■ Task objective
Can you print every record below exactly as written?

■ Task input

------------------------------

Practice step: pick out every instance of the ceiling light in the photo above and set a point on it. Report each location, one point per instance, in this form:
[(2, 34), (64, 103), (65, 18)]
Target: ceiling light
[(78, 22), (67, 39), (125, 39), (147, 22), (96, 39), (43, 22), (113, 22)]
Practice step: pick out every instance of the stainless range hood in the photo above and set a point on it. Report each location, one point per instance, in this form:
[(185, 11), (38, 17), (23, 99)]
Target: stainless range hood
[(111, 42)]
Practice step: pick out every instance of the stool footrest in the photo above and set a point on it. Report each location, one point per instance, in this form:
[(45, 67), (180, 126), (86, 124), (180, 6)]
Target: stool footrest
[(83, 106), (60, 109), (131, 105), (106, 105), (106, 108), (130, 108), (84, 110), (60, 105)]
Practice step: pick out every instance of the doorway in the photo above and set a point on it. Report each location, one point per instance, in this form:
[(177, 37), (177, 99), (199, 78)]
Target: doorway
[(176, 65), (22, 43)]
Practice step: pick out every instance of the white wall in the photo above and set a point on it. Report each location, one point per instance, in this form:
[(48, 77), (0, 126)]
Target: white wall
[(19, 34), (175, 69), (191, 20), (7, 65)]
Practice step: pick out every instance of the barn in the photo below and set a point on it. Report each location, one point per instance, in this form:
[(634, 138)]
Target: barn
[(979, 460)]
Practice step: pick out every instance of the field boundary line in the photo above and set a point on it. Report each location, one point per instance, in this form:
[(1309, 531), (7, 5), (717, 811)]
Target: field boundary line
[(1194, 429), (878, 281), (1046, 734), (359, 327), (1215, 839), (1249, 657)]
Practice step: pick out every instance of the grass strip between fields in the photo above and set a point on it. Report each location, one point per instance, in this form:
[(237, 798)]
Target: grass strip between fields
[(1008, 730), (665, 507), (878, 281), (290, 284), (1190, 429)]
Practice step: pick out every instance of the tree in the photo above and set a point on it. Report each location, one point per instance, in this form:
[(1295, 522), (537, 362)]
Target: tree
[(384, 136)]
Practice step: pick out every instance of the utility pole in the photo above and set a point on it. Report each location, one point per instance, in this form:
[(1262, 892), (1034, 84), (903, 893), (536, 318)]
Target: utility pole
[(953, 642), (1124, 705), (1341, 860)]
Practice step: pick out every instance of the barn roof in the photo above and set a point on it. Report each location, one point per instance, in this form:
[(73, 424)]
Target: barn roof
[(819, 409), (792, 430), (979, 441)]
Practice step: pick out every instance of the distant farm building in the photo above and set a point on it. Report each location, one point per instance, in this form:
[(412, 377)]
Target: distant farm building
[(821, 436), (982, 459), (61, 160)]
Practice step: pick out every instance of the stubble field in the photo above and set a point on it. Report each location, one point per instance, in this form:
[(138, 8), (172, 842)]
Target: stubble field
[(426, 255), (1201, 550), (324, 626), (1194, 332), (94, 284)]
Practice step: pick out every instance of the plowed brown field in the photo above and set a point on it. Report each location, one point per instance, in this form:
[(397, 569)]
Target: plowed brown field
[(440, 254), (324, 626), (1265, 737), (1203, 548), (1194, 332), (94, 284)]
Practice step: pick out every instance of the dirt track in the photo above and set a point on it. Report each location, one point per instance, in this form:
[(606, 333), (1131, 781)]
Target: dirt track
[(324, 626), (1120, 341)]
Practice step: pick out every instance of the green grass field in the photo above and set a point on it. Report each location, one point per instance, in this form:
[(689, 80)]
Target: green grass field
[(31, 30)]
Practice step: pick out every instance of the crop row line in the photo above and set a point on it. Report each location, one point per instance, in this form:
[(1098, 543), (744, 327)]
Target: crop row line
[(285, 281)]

------------------------------

■ Solution for this task
Practice step: pick out every instance of the ceiling light in the photo above and set a point on it. Report each location, one point per instance, in this form:
[(2, 34), (64, 103), (65, 18)]
Target: ceiling light
[(78, 22), (67, 39), (125, 39), (147, 22), (96, 39), (43, 22), (113, 22)]
Practice step: pick out every instance of the stainless range hood in the photo above and set a point on it. Report each location, one point per instance, in this form:
[(185, 11), (38, 17), (23, 99)]
Target: stainless range hood
[(111, 42)]
Practice step: pick out every instance of the stool footrest in the photo above and set a point on it. Report each location, one point per instance, in this form:
[(45, 67), (180, 126), (86, 124), (180, 6)]
Target: stool footrest
[(83, 106), (60, 109), (131, 105), (106, 105), (106, 108), (130, 108), (84, 110), (60, 105)]
Practice step: pick out every instance of the doorway in the photo above and set a point on it. Report each location, one point per instance, in this form:
[(177, 37), (177, 99), (199, 78)]
Target: doorway
[(176, 65), (22, 43)]
Practice step: pick out every instance of the white wall in the photo above and set a point on it. Report each location, one point per instance, in this form:
[(48, 77), (0, 126)]
Target: white wall
[(19, 34), (175, 69), (191, 20), (7, 65)]
Practice step: pick out every instance of the barn in the photo below and set a point on it. Report each location, one point per instance, in this form:
[(634, 138)]
Target: barn
[(979, 460)]
Practice step: pick out every instance of the field boundary line in the photo above and set a point on it. Report each location, one point per instance, in this form:
[(1309, 531), (7, 5), (717, 811)]
Target: field boundary line
[(1194, 429), (878, 281), (1046, 734), (359, 327), (1215, 839), (1249, 657)]
Practice step: pick out every instance of the grass strip between fields in the photo above and set a point on it. Report each location, one point per instance, in this form:
[(237, 798)]
Target: grass strip between fields
[(1008, 730), (665, 507), (878, 281), (290, 284), (1190, 429)]
Practice step: pick out every instance of the tree in the photo above and set a point on it. Report each location, one point per instance, in this form:
[(1295, 522), (537, 362)]
Target: tree
[(384, 136)]
Practice step: pick out every instance of the utility pole in the photo above and set a point on it. Report each location, one point per instance, in this form:
[(1262, 892), (1034, 84), (903, 893), (536, 318)]
Target: utility pole
[(953, 642), (1124, 705), (1341, 860)]
Practice step: pick out every instance of the barn roof in the photo above and set a point on it. Report each location, one point per instance, in this form:
[(73, 424)]
Target: barn roof
[(819, 409), (792, 430), (979, 441)]
Practice step: pick out every instance of the distant farm building in the photo above and set a point on it. Report each location, one point per instance, in this form:
[(412, 377)]
Target: distant farm building
[(821, 436), (982, 459), (61, 160)]
Practice step: pick out every instance of the stubble field in the photo above and set a point on it. Report each location, one point per instance, in this form:
[(138, 8), (172, 842)]
Target: stubble field
[(426, 255), (1201, 550), (324, 626), (1194, 332), (94, 284)]
Practice step: pick out every instance of the plowed brown field in the photo above and set a point on it. Report each location, one point per instance, in this form:
[(397, 569)]
Target: plowed brown field
[(440, 254), (324, 626), (1265, 737), (1203, 548), (1194, 332), (94, 284)]
Practice step: pick out every instance of the dirt track in the photo above and set a point on it. Report each location, one point per instance, in this form:
[(606, 333), (1131, 781)]
Target: dirt track
[(324, 626), (1120, 341)]
Practice step: pick out every instance of the green grass field in the photo above and set a point on it. Report each location, one point per instance, in this form:
[(689, 80)]
Target: green grass field
[(31, 30)]
Practice step: pick out every instance of the crop row line in the photo above and set a point on it. Report each location, one point per instance, in this form:
[(1098, 543), (744, 327)]
Target: crop row line
[(285, 281)]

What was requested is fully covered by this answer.